Please repeat the listing exactly, with every line intact.

» Given data
○ ○ ○ ○ ○

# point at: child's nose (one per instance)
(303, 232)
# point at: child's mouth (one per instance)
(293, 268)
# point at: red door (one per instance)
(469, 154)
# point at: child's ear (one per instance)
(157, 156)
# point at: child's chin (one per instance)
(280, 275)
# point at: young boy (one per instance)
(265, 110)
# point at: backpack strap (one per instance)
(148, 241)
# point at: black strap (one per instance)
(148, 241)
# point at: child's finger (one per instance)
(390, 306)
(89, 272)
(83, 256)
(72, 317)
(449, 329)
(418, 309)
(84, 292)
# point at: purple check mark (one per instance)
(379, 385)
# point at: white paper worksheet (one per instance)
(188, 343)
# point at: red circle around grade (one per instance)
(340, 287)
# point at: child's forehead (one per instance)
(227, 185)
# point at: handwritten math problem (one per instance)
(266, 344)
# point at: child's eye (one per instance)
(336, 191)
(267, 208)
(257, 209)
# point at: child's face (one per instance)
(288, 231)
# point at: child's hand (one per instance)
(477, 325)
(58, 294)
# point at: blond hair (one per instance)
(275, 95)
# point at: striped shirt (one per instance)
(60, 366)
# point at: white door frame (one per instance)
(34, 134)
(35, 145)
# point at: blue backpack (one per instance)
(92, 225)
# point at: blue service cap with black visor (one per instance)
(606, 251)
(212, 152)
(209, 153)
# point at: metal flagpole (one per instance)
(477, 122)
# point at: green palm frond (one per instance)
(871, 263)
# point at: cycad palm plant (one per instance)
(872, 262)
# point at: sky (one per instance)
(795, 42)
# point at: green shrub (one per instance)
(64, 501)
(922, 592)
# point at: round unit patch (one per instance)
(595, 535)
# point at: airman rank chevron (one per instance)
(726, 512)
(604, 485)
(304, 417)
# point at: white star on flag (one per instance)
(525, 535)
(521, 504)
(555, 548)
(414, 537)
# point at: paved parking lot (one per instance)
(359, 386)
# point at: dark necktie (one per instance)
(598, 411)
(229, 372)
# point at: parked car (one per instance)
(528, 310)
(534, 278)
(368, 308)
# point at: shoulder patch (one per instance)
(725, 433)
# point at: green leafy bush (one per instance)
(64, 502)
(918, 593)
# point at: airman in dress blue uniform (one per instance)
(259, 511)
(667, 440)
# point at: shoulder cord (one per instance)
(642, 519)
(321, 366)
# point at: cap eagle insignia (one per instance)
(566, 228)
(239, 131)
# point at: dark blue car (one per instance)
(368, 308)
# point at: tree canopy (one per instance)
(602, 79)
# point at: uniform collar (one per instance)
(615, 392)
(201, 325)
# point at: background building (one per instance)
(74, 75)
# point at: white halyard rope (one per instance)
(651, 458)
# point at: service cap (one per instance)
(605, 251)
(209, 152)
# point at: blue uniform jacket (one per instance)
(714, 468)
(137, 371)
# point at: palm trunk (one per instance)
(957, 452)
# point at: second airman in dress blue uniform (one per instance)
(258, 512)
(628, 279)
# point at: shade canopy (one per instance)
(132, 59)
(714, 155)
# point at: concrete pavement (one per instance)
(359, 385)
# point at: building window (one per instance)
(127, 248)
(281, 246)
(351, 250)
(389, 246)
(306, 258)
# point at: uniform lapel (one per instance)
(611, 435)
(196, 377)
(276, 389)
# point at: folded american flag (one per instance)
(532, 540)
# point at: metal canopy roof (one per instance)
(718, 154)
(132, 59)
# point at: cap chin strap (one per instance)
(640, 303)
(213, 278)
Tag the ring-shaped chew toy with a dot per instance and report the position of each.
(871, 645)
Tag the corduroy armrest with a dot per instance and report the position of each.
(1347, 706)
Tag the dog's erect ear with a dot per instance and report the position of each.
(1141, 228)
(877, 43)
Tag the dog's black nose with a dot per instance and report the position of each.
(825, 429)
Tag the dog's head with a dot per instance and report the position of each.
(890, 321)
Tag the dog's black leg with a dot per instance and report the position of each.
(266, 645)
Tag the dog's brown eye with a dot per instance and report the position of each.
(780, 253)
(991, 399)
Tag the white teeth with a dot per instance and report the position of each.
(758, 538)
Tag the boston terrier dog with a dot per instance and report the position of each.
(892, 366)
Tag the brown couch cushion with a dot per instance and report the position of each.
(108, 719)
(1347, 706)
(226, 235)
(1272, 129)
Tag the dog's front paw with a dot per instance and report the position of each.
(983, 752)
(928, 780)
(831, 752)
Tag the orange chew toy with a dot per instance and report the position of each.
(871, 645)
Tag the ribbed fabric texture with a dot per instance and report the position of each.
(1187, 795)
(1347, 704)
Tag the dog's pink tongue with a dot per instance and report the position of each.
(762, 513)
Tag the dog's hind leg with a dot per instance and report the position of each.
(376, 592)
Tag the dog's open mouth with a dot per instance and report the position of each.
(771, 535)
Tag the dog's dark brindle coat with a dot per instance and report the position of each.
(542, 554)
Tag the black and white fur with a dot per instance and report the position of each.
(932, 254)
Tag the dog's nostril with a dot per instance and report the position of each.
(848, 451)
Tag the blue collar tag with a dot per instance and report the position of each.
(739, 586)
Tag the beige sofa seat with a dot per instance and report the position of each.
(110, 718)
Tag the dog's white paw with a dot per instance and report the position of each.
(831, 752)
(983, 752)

○ ○ ○ ○ ○

» Answer space
# point at: child's nose (one per instance)
(303, 232)
# point at: child's mouth (one per instance)
(293, 268)
# point at: red door (one per instance)
(469, 154)
# point at: child's ear (one per instance)
(157, 156)
# point at: child's chin (one per instance)
(280, 275)
# point at: young boy (one per instance)
(265, 110)
# point at: backpack strap (one per instance)
(148, 241)
# point at: black strap (one per instance)
(148, 241)
# point at: child's finger (one per instance)
(390, 306)
(89, 272)
(83, 256)
(72, 317)
(449, 329)
(418, 309)
(84, 292)
# point at: purple check mark (one per instance)
(379, 385)
# point at: white paper worksheet (one per instance)
(188, 343)
# point at: red circle around grade (one per instance)
(340, 287)
# point at: child's forehead (one per instance)
(227, 185)
# point at: handwritten math problem (one per instance)
(266, 344)
# point at: child's eye (one per instance)
(336, 191)
(267, 208)
(257, 209)
# point at: child's face (one per instance)
(288, 231)
# point at: child's hand (one per instance)
(477, 325)
(58, 294)
# point at: blond hair (one per instance)
(275, 95)
# point at: striped shirt (one per instance)
(60, 366)
# point at: white door frame (one per instance)
(34, 134)
(35, 145)
# point at: blue backpack (one per instance)
(92, 225)
# point at: blue service cap with black visor (one per instance)
(606, 251)
(212, 152)
(209, 153)
# point at: metal flagpole (one per instance)
(477, 122)
# point at: green palm frond (one per instance)
(871, 263)
# point at: cycad palm plant (one per instance)
(872, 262)
# point at: sky (one per instance)
(795, 42)
# point at: green shrub (one per instance)
(64, 501)
(922, 592)
# point at: round unit patch (one per instance)
(595, 535)
# point at: airman rank chevron (one per instance)
(726, 512)
(604, 485)
(304, 417)
# point at: white star on flag (one per instance)
(525, 535)
(521, 504)
(555, 548)
(414, 537)
# point at: paved parking lot (one per instance)
(359, 386)
# point at: dark necktie (one per instance)
(598, 411)
(229, 372)
# point at: parked car (one per instance)
(528, 310)
(534, 278)
(368, 308)
# point at: shoulder patch (one per instance)
(725, 433)
# point at: green leafy bush (one per instance)
(64, 502)
(918, 593)
# point at: airman in dress blue uniform (one per instance)
(259, 511)
(667, 440)
# point at: shoulder cord (one per instance)
(642, 519)
(321, 366)
# point at: cap eagle insignia (one per instance)
(566, 228)
(239, 131)
# point at: dark blue car (one per instance)
(368, 308)
# point at: tree canopy (one per instance)
(602, 79)
# point at: uniform collar (one per instance)
(615, 392)
(201, 325)
# point at: background building (one per instance)
(74, 75)
# point at: white halyard rope (one per instance)
(651, 458)
# point at: service cap (one per instance)
(605, 251)
(209, 152)
# point at: blue uniform jacket (one per instance)
(714, 468)
(137, 371)
# point at: palm trunk (one per instance)
(957, 452)
# point at: second airman in dress blue uniform (one per instance)
(258, 512)
(628, 279)
# point at: shade canopy (one per instance)
(132, 59)
(714, 155)
# point at: concrete pavement (one per instance)
(359, 385)
# point at: building window (one per instance)
(127, 248)
(281, 246)
(351, 250)
(389, 246)
(306, 258)
# point at: uniform lapel (one per instance)
(611, 435)
(196, 377)
(276, 389)
# point at: folded american flag (one per instance)
(532, 540)
# point at: metal canopy roof (one per instance)
(718, 154)
(132, 59)
# point at: cap chin strap (one per instance)
(640, 303)
(213, 278)
Tag the ring-shaped chew toy with a dot per instance and report the position of each.
(871, 645)
Tag the corduroy armrest with a dot per instance and report the position of each.
(1347, 706)
Tag the dog's erect ear with a dot per instance and report the position of each.
(1141, 228)
(877, 43)
Tag the dog's black nose with a dot per instance and report the position of each.
(825, 429)
Tag the dog's head with a dot per instance and report the position of each.
(890, 321)
Tag the dog's black leg with a dot per instance and report the position of each.
(266, 645)
Tag the dog's brown eye with a dot per instance and report the position of each.
(780, 253)
(991, 399)
Tag the white teeth with a dot per instance and report the position of each.
(758, 538)
Tag the boston terrier dog with a dot per instance and report the position of each.
(892, 366)
Tag the brown couch cushion with a dot per instance and report the position of each.
(108, 719)
(1347, 706)
(226, 235)
(1272, 129)
Tag the dog's front paw with a dot per instance and report the position of each.
(983, 752)
(928, 780)
(831, 752)
Tag the orange chew toy with a dot per instance and report the position of each.
(871, 645)
Tag the ribbed fabric texture with a dot per instance and report the position of each.
(1187, 795)
(1347, 704)
Tag the dog's pink tongue with a dot per instance and report the position of each.
(762, 513)
Tag the dog's hind leg with a dot per instance and report the position of each.
(376, 592)
Tag the dog's open mouth with a dot per instance and report the position of each.
(771, 535)
Tag the dog's dark brindle coat with a dot per instance and report the position of each.
(542, 554)
Tag the black and white fur with a dot per instance and report the position of each.
(932, 254)
Tag the dog's nostril with a dot per instance and report the position of each.
(848, 451)
Tag the blue collar tag with a dot per instance and report the position of each.
(739, 586)
Tag the beige sofa seat with a dot per instance and report the position of each.
(110, 718)
Tag the dog's white paw with a dot per instance and report the position of each.
(831, 752)
(983, 752)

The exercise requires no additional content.